* [Excerpt to read]
=====

Re: New scheduling algorithm proposal.

Dominic Kim Fri, 25 May 2018 01:59:27 -0700

Dear Whiskers.

I uploaded the material that I used to give a speech at last biweekly
meeting.


https://cwiki.apache.org/confluence/display/OPENWHISK/Autonomous+Container+Scheduling

This document mainly describes following things:

1. Current implementation details
2. Potential issues with current implementation
3. New scheduling algorithm proposal: Autonomous Container Scheduling
4. Review previous issues with new scheduling algorithm
5. Pros and cons of new scheduling algorithm
6. Performance evaluation with prototyping


I hope this is helpful for many Whiskers to understand the issues and new
proposal.

Thanks
Best regards
Dominic


2018-05-18 18:44 GMT+09:00 Dominic Kim <[email protected]>:

> Hi Tyson
> Thank you for comments.
>
> First, total data size in Kafka would not be changed, since the number of
> activation requests will be same though we activate more topics.
> Same amount of data will be just split into different topics, so there
> would be no need for more disk space in Kafka.
> But it will increase parallel processing at Kafka layer, more number of
> consumers will access to Kafka at the same time.
>
> The reason why active/inactive is meaningful in the scene is, the size of
> parallel processing will be dependent on it.
> Though we have 100k and more topics(actions), if only 10 actions are being
> invoked, there will be only 10 parallel processing.
> The number of inactive topics does not affect the performance of active
> consumers.
> If we really need to support 100k parallel action invocation, surely we
> need more nodes to handle them not only for just Kafka.
> Kafka can horizontally scale out and number of active topics at some point
> will always be lesser than the total number of topics,  Based on my
> benchmark results, I expect it is enough to take with scale-out of Kafka.

=====

* [Information shown]
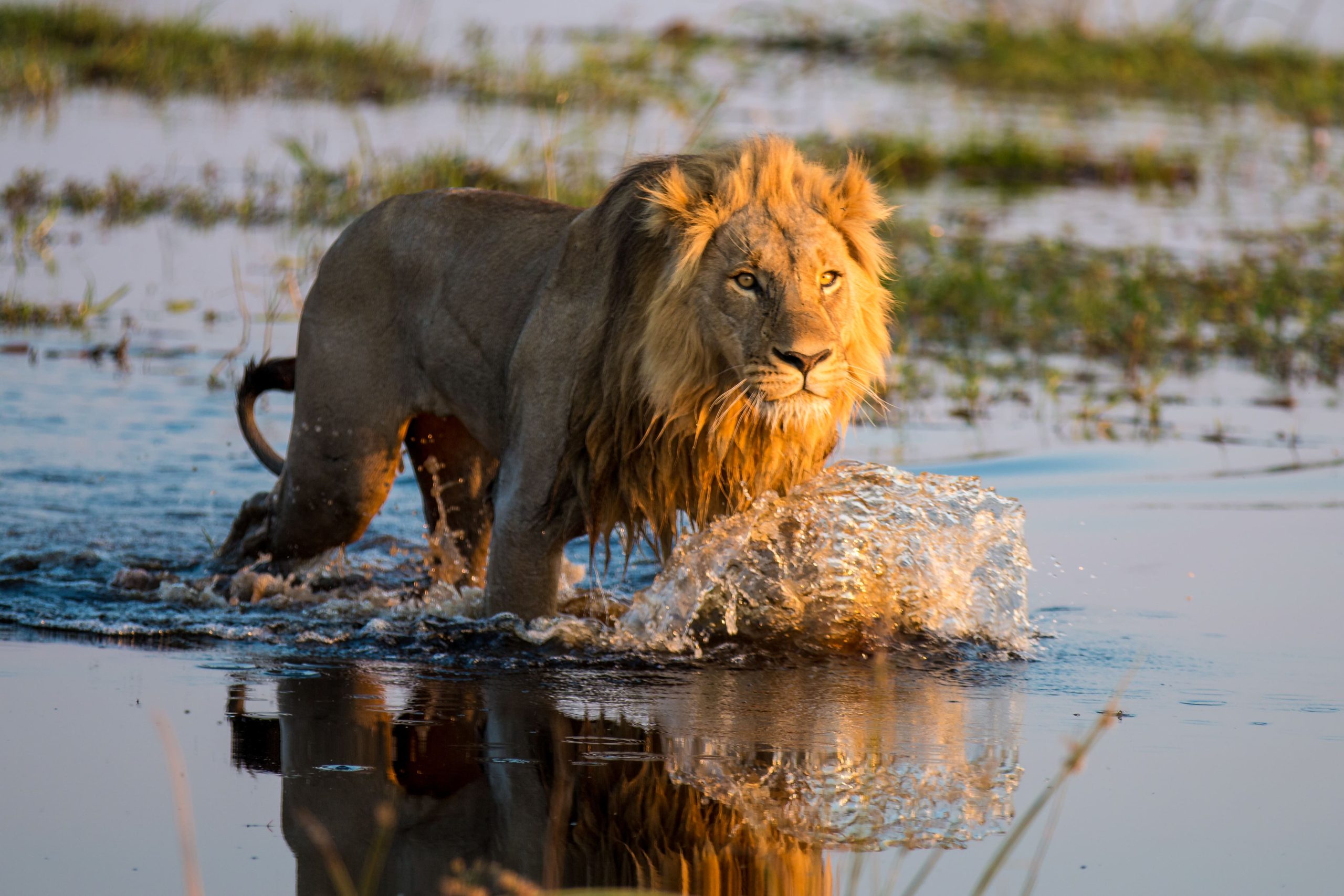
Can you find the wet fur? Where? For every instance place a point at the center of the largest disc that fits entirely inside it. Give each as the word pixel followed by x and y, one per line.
pixel 654 430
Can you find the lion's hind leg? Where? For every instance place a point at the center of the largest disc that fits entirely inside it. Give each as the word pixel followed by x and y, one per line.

=====

* [Given instruction 1] Retype the stretch of the OpenWhisk scheduling thread from "2018-05-18 18:44 GMT+09:00" through "space in Kafka.".
* [Given instruction 2] Continue the OpenWhisk scheduling thread after its last line.
The data is unrelated to the OpenWhisk scheduling thread.

* [Written response 1]
2018-05-18 18:44 GMT+09:00 Dominic Kim <[email protected]>:

> Hi Tyson
> Thank you for comments.
>
> First, total data size in Kafka would not be changed, since the number of
> activation requests will be same though we activate more topics.
> Same amount of data will be just split into different topics, so there
> would be no need for more disk space in Kafka.

* [Written response 2]
>
> Regarding topic cleanup, we don't need to clean them up by ourselves,
> Kafka will clean up expired data based on retention configuration.
> So if the topic is no more activated(the action is no more invoked), there
> would be no actual data though the topic exists.
> And as I said, even if data exists for some topics, they won't affect
> other active consumers if they are not activated.
>
> Regarding concurrent activation PR, it is very worthy change. And I
> recognize it is orthogonal to my PR.
> It will not only alleviate current performance issue but can be used with
> my changes as well.
>
> In current logics, controller schedule activations based on hash, your PR
> would be much effective if some changes are made on scheduling logic.
>
> Regarding bypassing kafka, I am inclined to use Kafka because it can act
> as a kind of buffer.
> If some activations are not processed due to some reasons such as lack of
> resources or invoker failure and so on, Kafka can keep them up for some
> times and guarantee `at most once` invocation though invocation might be a
> bit delayed.
>
> With regard to combined approach, I think that is great idea.
> For that, container states should be shared among invokers and they can
> send activation request to any containers(local, or remote).
> As so invokers will utilize warmed resources which are not located in its
> local.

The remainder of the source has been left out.